Do this —
Turn every line of the data below into a numbered list, skipping any blank lines.
********
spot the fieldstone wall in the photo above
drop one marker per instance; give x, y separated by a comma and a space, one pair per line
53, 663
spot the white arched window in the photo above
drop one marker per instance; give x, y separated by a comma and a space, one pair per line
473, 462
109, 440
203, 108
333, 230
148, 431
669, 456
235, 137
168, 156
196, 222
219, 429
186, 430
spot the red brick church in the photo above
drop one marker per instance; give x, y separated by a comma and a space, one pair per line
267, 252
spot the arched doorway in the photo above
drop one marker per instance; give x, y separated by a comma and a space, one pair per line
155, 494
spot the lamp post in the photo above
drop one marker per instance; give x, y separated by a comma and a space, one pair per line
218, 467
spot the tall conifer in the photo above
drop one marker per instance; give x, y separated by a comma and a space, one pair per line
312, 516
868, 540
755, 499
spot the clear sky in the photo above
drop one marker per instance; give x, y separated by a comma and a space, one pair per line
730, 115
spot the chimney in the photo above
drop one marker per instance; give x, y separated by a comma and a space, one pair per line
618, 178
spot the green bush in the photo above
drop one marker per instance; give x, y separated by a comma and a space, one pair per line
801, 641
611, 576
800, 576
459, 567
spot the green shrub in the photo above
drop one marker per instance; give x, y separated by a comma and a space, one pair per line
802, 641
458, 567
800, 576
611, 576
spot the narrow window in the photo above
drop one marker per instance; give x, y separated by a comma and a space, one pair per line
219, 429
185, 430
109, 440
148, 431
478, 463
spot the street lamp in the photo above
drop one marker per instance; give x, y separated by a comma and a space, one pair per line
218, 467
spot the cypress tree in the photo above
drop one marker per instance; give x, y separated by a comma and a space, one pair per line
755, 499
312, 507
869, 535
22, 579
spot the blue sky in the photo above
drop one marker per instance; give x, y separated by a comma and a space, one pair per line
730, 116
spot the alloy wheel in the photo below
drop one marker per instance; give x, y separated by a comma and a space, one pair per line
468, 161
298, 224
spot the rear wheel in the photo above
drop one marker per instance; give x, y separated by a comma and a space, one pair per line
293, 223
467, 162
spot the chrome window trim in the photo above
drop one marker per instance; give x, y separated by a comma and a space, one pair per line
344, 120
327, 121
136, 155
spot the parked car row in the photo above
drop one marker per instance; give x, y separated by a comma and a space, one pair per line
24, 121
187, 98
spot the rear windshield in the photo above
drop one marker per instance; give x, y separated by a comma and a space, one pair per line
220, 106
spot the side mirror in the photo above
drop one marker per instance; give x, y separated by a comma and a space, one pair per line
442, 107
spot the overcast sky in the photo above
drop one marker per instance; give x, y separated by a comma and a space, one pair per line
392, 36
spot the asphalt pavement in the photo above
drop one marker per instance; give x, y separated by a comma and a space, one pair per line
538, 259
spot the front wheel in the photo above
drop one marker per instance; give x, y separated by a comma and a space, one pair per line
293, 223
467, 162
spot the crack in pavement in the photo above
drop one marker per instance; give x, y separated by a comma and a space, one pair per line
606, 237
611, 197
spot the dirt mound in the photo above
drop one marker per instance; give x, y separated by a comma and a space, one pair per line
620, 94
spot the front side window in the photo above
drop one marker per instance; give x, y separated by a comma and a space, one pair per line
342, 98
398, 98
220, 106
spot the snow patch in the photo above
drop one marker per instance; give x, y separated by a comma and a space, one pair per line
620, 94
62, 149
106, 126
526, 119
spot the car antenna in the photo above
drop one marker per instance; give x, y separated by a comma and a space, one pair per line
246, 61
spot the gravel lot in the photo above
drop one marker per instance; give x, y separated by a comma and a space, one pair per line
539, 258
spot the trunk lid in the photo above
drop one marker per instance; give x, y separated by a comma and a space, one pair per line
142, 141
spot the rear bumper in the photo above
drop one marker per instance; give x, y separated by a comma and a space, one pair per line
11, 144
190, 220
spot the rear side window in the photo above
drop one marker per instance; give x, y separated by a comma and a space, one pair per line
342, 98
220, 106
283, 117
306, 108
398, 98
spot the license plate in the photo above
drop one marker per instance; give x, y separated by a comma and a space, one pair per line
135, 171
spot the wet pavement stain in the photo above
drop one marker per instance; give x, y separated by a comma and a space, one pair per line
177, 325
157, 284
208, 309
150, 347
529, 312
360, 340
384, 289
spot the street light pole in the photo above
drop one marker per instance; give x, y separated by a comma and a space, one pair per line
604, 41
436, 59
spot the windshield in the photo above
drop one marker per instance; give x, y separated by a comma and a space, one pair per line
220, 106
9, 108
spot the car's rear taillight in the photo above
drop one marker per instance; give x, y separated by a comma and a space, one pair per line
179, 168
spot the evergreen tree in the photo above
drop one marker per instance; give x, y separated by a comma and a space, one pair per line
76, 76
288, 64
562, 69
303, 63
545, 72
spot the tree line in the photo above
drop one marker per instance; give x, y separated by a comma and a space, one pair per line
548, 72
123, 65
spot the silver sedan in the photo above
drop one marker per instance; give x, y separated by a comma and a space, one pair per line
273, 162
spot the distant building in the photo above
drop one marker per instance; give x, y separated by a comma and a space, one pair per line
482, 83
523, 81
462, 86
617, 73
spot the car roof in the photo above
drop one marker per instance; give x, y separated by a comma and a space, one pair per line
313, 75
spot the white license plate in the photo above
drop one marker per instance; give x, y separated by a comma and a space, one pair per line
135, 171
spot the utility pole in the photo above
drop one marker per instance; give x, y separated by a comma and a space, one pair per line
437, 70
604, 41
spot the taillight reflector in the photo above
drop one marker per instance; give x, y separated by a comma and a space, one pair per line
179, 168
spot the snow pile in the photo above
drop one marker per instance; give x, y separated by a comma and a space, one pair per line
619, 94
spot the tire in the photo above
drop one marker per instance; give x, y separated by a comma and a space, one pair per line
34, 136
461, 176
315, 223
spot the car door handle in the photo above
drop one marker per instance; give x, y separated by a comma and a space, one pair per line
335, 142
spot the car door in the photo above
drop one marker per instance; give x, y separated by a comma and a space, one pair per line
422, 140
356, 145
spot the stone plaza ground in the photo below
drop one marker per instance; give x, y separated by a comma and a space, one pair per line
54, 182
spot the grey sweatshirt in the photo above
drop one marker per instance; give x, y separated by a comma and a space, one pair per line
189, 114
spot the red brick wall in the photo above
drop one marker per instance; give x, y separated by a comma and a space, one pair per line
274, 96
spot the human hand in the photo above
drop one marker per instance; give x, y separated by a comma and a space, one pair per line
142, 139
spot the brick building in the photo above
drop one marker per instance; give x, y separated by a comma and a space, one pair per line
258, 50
********
Exercise output —
1. spot the fieldstone wall in the photo above
2. drop one marker per instance; give x, y separated by a comma and a space, one pair per line
3. 53, 663
4. spot the white arched window in the photo above
5. drop one marker per instance; give x, y separated by a comma and a space, one pair per line
6. 473, 462
7. 109, 440
8. 203, 108
9. 333, 230
10. 148, 431
11. 669, 456
12. 235, 137
13. 168, 156
14. 196, 222
15. 219, 429
16. 186, 430
17. spot the red brick church in the photo above
18. drop one marker per instance; give x, y separated by a comma and a space, one pair per line
19. 267, 252
20. spot the arched doorway in the photo above
21. drop one marker per instance; give x, y separated by a comma and a space, one pair per line
22. 155, 494
23. spot the lamp post in the photo above
24. drop one marker per instance; give x, y separated by a comma and a space, one pair per line
25. 218, 467
26. spot the tall conifer in the photo above
27. drop one marker per instance; give x, y separated by a comma and a space, one pair per line
28. 312, 516
29. 868, 540
30. 755, 499
31. spot the clear sky in the photo above
32. drop one marker per instance; give x, y separated by a comma and a space, one pair per line
33. 730, 115
34. spot the chimney in the photo above
35. drop one marker per instance; give x, y separated by a comma and a space, one pair per line
36. 618, 178
37. spot the green bush in the photo above
38. drop one marker per instance; give x, y separated by a comma and a space, one pair per line
39. 801, 641
40. 611, 576
41. 800, 576
42. 459, 567
43. spot the green shrub in the photo above
44. drop one marker per instance; give x, y separated by a comma and a space, one pair per line
45. 802, 641
46. 458, 567
47. 800, 576
48. 611, 576
49. spot the narrow window in the photo above
50. drop one marker per instance; give x, y separated by a comma and a space, one pair per line
51. 219, 429
52. 185, 430
53. 109, 440
54. 148, 431
55. 478, 463
56. spot the street lamp in the photo above
57. drop one marker per instance; give x, y separated by a comma and a space, one pair per line
58. 218, 467
59. spot the cypress tree in the photo above
60. drop one marker per instance; give x, y separated by a comma and a space, one pair per line
61. 755, 499
62. 312, 507
63. 869, 535
64. 22, 579
65. spot the blue sky in the photo above
66. drop one marker per instance; give x, y separated by a comma and a space, one pair per line
67. 730, 116
68. spot the alloy wheel in the photo below
69. drop one marker per instance; give x, y separated by a comma and a space, one pair per line
70. 468, 161
71. 298, 224
72. spot the rear wheel in the photo above
73. drop one marker per instance; give x, y separated by a comma and a space, one pair per line
74. 293, 223
75. 467, 162
76. spot the chrome window trim in the photo above
77. drop one marker per instance; give x, y separated by a comma and a space, one pair per line
78. 344, 120
79. 327, 121
80. 136, 155
81. spot the parked car row in the photo above
82. drop one marker per instance; give x, y separated by a comma and a space, one pair per line
83. 24, 121
84. 187, 98
85. spot the rear windshield in the photo above
86. drop one marker per instance; give x, y separated by a comma and a space, one pair per line
87. 220, 106
88. spot the side mirror in the photo above
89. drop one marker per instance; give x, y separated by a comma and a space, one pair per line
90. 442, 107
91. spot the overcast sky in the photo above
92. drop one marker per instance; give x, y separated by a comma and a space, one pair per line
93. 392, 36
94. spot the asphalt pavement in the photo above
95. drop one marker per instance; give x, y separated by a comma and a space, one pair per line
96. 538, 259
97. spot the front wheel in the photo above
98. drop one marker per instance; give x, y separated by a comma and a space, one pair per line
99. 293, 223
100. 467, 162
101. spot the crack in pavement in the photo above
102. drop one marker per instance; give x, y separated by a comma and a space, one pair per line
103. 606, 237
104. 611, 197
105. spot the dirt mound in the photo above
106. drop one marker per instance; give x, y separated by a comma and a space, one pair per line
107. 620, 94
108. spot the front side window in the photo above
109. drop one marker per instance; give x, y separated by a comma and a space, one pair per line
110. 342, 98
111. 398, 98
112. 220, 106
113. spot the snow patch in the photo above
114. drop one marker per instance; give x, y separated by a comma and a space, one pair per line
115. 620, 94
116. 62, 149
117. 106, 126
118. 526, 119
119. spot the car antenna in the photo above
120. drop one marker per instance; give x, y separated by a comma and a space, one pair per line
121. 246, 61
122. spot the gravel lot in the photo above
123. drop one marker per instance; give x, y separated by a comma and a space, one pair per line
124. 539, 258
125. spot the trunk lid in the photo above
126. drop one marker per instance; give x, y separated by a comma and a space, one pair per line
127. 142, 141
128. spot the rear bumper in the photo above
129. drop one marker per instance; give x, y separated by a comma and a space, one pair per line
130. 11, 144
131. 190, 220
132. spot the rear side window in the photo above
133. drop one marker per instance; give x, y separated by a comma and a space, one pair per line
134. 342, 98
135. 220, 106
136. 283, 117
137. 306, 108
138. 398, 98
139. spot the license plate in the photo above
140. drop one marker per instance; give x, y separated by a comma and a space, one pair per line
141. 135, 171
142. spot the wet pavement stain in the photo above
143. drop one marker per instance; give x, y separated by a comma and a space, one pair per line
144. 177, 325
145. 157, 284
146. 208, 309
147. 150, 347
148. 529, 312
149. 360, 340
150. 384, 289
151. spot the street light pole in the photo above
152. drop one marker per instance; give x, y separated by a comma and a space, one pair per line
153. 604, 41
154. 436, 59
155. spot the windshield in the photo above
156. drop one marker per instance; give x, y separated by a comma and a space, one pair per line
157. 220, 106
158. 9, 108
159. spot the car's rear taillight in the photo above
160. drop one marker per instance; give x, y separated by a comma and a space, one pair per line
161. 179, 168
162. spot the evergreen tree in the photo above
163. drop one marker per instance; give x, y separated by a comma and a space, one pair per line
164. 76, 76
165. 288, 64
166. 562, 69
167. 303, 63
168. 545, 72
169. spot the tree line in the photo above
170. drop one marker per instance; give x, y separated by a comma and a space, one pair per line
171. 548, 72
172. 123, 65
173. spot the silver sedan in the photo above
174. drop one marker per instance; give x, y separated by a comma and a space, one pair per line
175. 273, 162
176. spot the distant building in the photo above
177. drop one marker per instance; give x, y separated by a comma and a space, one pair per line
178. 482, 83
179. 523, 81
180. 462, 86
181. 617, 73
182. spot the car roof in the photo above
183. drop one marker per instance; give x, y separated by a comma and a space, one pair per line
184. 313, 75
185. spot the white license plate in the photo above
186. drop one marker per instance; give x, y separated by a comma and a space, one pair per line
187. 135, 171
188. spot the utility pole in the photo above
189. drop one marker per instance; give x, y separated by a comma and a space, one pair per line
190. 437, 70
191. 604, 41
192. spot the taillight reflector in the photo above
193. drop one marker per instance; give x, y separated by a comma and a space, one pair per line
194. 179, 168
195. spot the snow pile in the photo above
196. drop one marker per instance; give x, y separated by a comma and a space, one pair per line
197. 619, 94
198. spot the tire in the photo above
199. drop one marker per instance; give x, y separated by a comma and a space, one pair per line
200. 34, 136
201. 461, 176
202. 315, 223
203. spot the car door handle in the photo above
204. drop one marker per instance; give x, y separated by a comma and a space, one pair per line
205. 335, 142
206. spot the car door in the photo above
207. drop one marker per instance; give x, y separated by a comma and a space, one pair per line
208. 422, 140
209. 356, 145
210. spot the stone plaza ground in the photo below
211. drop one marker per instance; give x, y separated by a comma and a space, one pair per line
212. 54, 182
213. spot the grey sweatshirt in the photo above
214. drop one marker per instance; give x, y separated by a comma and a space, one pair per line
215. 189, 114
216. spot the red brick wall in the photo above
217. drop one marker per instance; give x, y separated by a comma and a space, one pair per line
218. 274, 96
219. spot the human hand in the photo above
220. drop one marker per instance; give x, y separated by a comma and a space, one pair per line
221. 142, 139
222. spot the brick building in the photo above
223. drop one marker per instance; give x, y separated by a comma and a space, one pair per line
224. 258, 50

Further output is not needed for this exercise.